* **Quoted text**:
DECISION + ORDER ON MOTION
James E. d'Auguste, J.S.C.
The following e-filed documents, listed by NYSCEF document number (Motion 002) 32, 33, 34, 35, 36, 37, 38, 39, 40, 41, 42, 43, 44, 45, 46, 47, 50, 51, 52, 53, 54, 55, 56, 57, 58, 59, 60, 61,62, 63, 64, 65, 67, 68, 69, 70, 71, 72, 73, 74, 75, 76, 77, 78, 79, 80, 81, 82, 83, 84, 85, 86, 87, 88, 89 were read on this motion to/for SUMMARY JUDGMENT.
Plaintiff D &D Building Company, LLC brings this action against defendant Allegro Pianos of Manhattan Corp, for allegedly breaching a commercial lease. Plaintiff moves for an order, pursuant to CPLR 3212, for summary judgment on the issue of defendant's liability for a money judgment of $711,315.50, excluding costs, interest and attorneys' fees, and for an order, pursuant to CPLR 3013, CPLR 3211 (a) (1), (6), (7), CPLR 3211 (b), and CPLR 3212, dismissing defendant's affirmative defenses and counterclaims. Defendant opposes the motion and cross-moves for summary judgment on its counterclaims.

* **Goal A**:
Please add 100 to every coordinate in the answers of the entries, from the line holding "Reviewer note: verify that every instance of the thumb" through the last entry, both ends included, and write out only those lines again with their requests, leaving the sample coordinates in the requests unchanged.

* **Data lines**:
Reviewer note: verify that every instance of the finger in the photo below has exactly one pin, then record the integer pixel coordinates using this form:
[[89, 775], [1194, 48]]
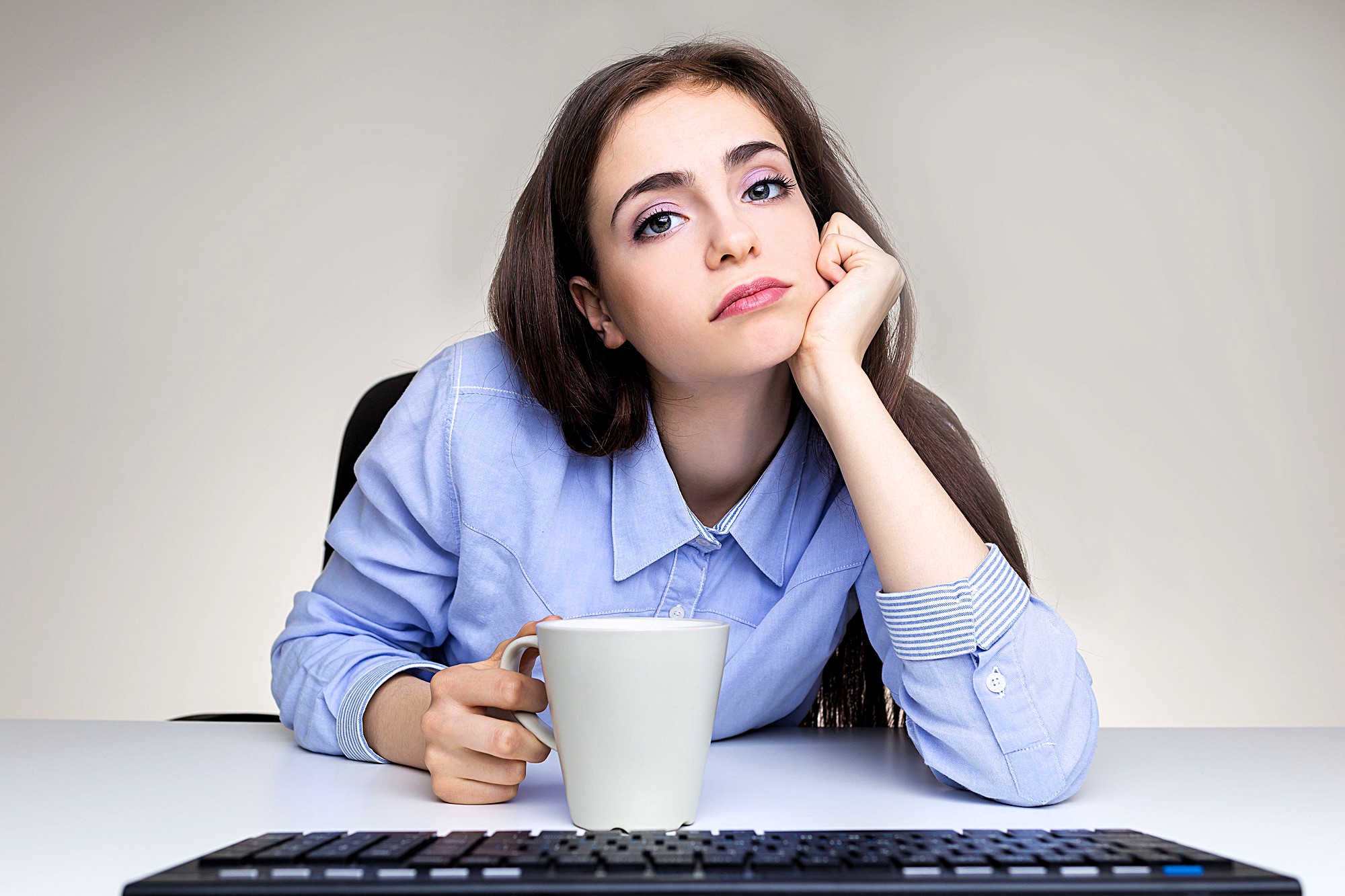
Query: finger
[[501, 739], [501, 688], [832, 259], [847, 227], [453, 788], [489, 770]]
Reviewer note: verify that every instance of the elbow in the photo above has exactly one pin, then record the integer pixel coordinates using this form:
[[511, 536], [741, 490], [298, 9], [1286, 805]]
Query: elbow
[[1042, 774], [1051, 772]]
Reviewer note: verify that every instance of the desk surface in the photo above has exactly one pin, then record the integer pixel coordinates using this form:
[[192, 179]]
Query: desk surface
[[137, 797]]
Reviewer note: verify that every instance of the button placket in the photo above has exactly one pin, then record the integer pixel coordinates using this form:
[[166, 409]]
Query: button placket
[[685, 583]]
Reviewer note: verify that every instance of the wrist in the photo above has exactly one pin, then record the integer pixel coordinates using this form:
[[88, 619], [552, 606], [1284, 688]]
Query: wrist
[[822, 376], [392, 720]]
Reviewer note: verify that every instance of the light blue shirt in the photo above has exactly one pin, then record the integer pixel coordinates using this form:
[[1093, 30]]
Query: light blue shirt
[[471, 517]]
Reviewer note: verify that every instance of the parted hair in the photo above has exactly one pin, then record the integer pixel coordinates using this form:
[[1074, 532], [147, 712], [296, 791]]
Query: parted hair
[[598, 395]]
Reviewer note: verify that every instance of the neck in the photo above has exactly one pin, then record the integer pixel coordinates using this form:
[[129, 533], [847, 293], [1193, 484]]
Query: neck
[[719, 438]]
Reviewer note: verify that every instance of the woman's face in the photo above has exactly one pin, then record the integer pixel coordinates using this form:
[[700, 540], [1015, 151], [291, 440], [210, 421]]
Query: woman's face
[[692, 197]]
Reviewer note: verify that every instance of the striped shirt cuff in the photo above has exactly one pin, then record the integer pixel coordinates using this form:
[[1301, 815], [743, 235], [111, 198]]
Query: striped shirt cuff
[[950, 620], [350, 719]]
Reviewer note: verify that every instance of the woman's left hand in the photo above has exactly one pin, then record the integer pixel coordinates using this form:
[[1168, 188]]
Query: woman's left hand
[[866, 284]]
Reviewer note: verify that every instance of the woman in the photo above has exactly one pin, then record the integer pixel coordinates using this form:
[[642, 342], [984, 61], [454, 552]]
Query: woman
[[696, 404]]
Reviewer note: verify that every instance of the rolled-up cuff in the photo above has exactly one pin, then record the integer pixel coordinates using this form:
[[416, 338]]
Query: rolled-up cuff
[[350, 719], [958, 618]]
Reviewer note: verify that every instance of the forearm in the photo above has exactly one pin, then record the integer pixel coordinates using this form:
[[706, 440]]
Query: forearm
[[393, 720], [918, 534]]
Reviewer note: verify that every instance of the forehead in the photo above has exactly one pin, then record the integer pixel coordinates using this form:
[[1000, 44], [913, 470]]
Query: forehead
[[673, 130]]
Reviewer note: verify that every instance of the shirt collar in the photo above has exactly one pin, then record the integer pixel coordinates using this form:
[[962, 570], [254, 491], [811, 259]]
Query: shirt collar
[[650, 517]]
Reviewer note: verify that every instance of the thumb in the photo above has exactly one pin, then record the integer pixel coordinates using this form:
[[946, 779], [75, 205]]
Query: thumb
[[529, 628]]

* **Goal B**:
Repeat the court decision word for word.

* **Answer A**:
Reviewer note: verify that every instance of the thumb in the photo above has exactly one pin, then record the integer pixel coordinates using this form:
[[946, 779], [75, 205]]
Query: thumb
[[629, 728]]

* **Answer B**:
DECISION + ORDER ON MOTION
James E. d'Auguste, J.S.C.
The following e-filed documents, listed by NYSCEF document number (Motion 002) 32, 33, 34, 35, 36, 37, 38, 39, 40, 41, 42, 43, 44, 45, 46, 47, 50, 51, 52, 53, 54, 55, 56, 57, 58, 59, 60, 61,62, 63, 64, 65, 67, 68, 69, 70, 71, 72, 73, 74, 75, 76, 77, 78, 79, 80, 81, 82, 83, 84, 85, 86, 87, 88, 89 were read on this motion to/for SUMMARY JUDGMENT.
Plaintiff D &D Building Company, LLC brings this action against defendant Allegro Pianos of Manhattan Corp, for allegedly breaching a commercial lease. Plaintiff moves for an order, pursuant to CPLR 3212, for summary judgment on the issue of defendant's liability for a money judgment of $711,315.50, excluding costs, interest and attorneys' fees, and for an order, pursuant to CPLR 3013, CPLR 3211 (a) (1), (6), (7), CPLR 3211 (b), and CPLR 3212, dismissing defendant's affirmative defenses and counterclaims. Defendant opposes the motion and cross-moves for summary judgment on its counterclaims.